SHORT TASK 1 >>
Answer from the passage on Baytex and the Alberta royalty review:
(a) On what date did the Government of Alberta announce changes to the provincial royalty regime?
(b) Roughly what share of Baytex's current total production comes from Alberta?
(c) What is the new maximum royalty rate that much of the Pembina oil production could face?

═══ PASSAGE PROVIDED

Baytex has consistently employed a comprehensive risk management program to protect its cash flow for distribution and capital investment purposes. We have recently added positions in WTI financial derivative contracts, physical sales contracts for natural gas, and U.S. dollar foreign exchange contracts for 2008. Terms of these contracts are summarized in Notes 14 and 15 of the third quarter financial statements. We will continue to monitor market developments and may increase our hedge positions as conditions warrant.

Alberta Royalty Review

On October 25, 2007, the Government of Alberta announced changes to the provincial royalty regime. The new regime is effective beginning in 2009, and will increase the province's royalty takes by an estimated 15-20% based on current commodity prices. All product types - conventional oil, natural gas and oil sands - will be subject to higher royalty rates. While we believe that the existing royalty framework requires necessary amendments to reflect the new paradigm of commodity prices, we also believe the announced changes fail to properly recognize the current cost environment for oil and gas exploration and development in Alberta. Furthermore, the new regime represents poor public policy as no consideration is given to the massive capital investments that have been committed to date by the industry, such as our $238 million acquisition completed in June of this year, which are predicated on the economics under the current royalty structure.

Production in Alberta accounts for approximately 40% of the current total production of Baytex. Based on current commodity prices and information available from the government, we estimate that the new royalty regime could reduce our corporate cash flow by approximately 5% in 2009. The two areas which are most affected by the royalty changes are the projects at Pembina and Seal. At Pembina, the majority of our production is from deep wells at high flow rates. Much of the oil production from this area could be subject to the new maximum royalty rate of 50%. Given that the royalty announcement indicates that the government will revamp the Deep Gas Drilling Program to account for the associated high drilling costs, we are working with other operators in the area to encourage the government to broaden their considerations to include deep oil drilling as both are instrumental to the viability of oil and gas development in Alberta. At Seal, our oil sands leases will be subject to modestly higher before and after payout royalty rates beginning in 2009. Nonetheless, rates of return on our Seal development program remain high under the new royalty rates, and we do not envision significant effects on development plans, cash flow or reserves value as a result of the oil sands royalty changes.

══════
═══ DATASET ENTRIES

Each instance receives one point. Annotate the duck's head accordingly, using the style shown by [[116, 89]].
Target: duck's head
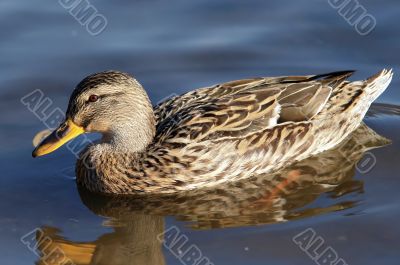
[[111, 103]]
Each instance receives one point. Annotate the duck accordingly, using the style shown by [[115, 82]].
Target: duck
[[138, 223], [221, 133]]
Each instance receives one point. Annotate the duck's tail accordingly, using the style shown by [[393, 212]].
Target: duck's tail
[[348, 105]]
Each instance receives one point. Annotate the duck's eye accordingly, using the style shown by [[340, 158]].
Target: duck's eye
[[93, 98]]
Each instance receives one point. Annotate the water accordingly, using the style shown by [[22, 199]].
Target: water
[[172, 47]]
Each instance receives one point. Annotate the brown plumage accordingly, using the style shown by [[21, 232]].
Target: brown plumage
[[212, 135]]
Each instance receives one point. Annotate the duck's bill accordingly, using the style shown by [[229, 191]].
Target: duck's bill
[[67, 131]]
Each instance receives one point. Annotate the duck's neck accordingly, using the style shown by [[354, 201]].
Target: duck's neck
[[131, 136]]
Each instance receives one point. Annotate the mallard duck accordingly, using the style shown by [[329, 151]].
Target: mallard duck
[[137, 222], [226, 132]]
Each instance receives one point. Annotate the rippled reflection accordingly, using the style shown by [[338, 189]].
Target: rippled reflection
[[282, 196]]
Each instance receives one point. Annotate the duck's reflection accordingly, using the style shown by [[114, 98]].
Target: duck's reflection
[[278, 197]]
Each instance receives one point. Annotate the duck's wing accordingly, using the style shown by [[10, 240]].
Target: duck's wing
[[239, 108]]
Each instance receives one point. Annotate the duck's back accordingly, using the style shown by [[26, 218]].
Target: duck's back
[[247, 127]]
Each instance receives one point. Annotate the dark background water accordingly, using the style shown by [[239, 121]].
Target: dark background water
[[172, 47]]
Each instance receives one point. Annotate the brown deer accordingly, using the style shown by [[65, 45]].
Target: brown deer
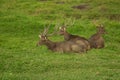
[[75, 38], [64, 46], [96, 40]]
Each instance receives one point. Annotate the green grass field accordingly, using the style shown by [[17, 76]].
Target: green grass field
[[21, 21]]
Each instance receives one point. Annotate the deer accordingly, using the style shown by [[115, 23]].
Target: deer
[[62, 46], [71, 37], [96, 40]]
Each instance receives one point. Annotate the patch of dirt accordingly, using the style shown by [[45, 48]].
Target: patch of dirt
[[81, 7], [60, 2], [42, 0]]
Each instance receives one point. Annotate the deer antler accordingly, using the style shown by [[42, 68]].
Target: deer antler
[[69, 22], [95, 23], [55, 30]]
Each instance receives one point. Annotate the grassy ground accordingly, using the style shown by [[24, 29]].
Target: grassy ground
[[22, 20]]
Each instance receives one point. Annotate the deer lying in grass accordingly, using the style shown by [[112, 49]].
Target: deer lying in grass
[[96, 40], [64, 46], [75, 38]]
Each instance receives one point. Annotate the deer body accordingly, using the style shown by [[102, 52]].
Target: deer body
[[65, 46], [77, 39], [96, 40]]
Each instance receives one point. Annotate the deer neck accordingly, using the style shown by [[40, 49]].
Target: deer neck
[[66, 35], [51, 45]]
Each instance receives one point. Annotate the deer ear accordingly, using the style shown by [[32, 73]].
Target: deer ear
[[59, 27], [39, 36], [64, 28]]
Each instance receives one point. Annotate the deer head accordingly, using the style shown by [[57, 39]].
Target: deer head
[[69, 22], [44, 35], [101, 29]]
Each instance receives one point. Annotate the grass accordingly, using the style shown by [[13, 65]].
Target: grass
[[22, 20]]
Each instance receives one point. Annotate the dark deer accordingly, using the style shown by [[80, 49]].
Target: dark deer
[[64, 46], [96, 40], [75, 38]]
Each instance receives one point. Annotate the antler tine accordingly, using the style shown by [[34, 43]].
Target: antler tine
[[70, 21], [55, 30], [46, 30]]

══════

SHORT TASK 2 >>
In the entries, take the part that opens with the line containing "by [[115, 23]]." and closes with the line containing "[[81, 7], [60, 2], [42, 0]]". Reproduce it with "patch of dirt" swapped for "dirt patch" and everything else unchanged.

FULL OUTPUT 1 >>
(a) October 25, 2007
(b) Approximately 40%
(c) 50%

FULL OUTPUT 2 >>
Each instance receives one point. Annotate the deer accordingly, using the style shown by [[115, 23]].
Target: deer
[[62, 46], [71, 37], [96, 40]]
Each instance receives one point. Annotate the dirt patch accordingly, using the style shown by [[45, 48]].
Target: dirt patch
[[81, 7], [60, 2], [42, 0]]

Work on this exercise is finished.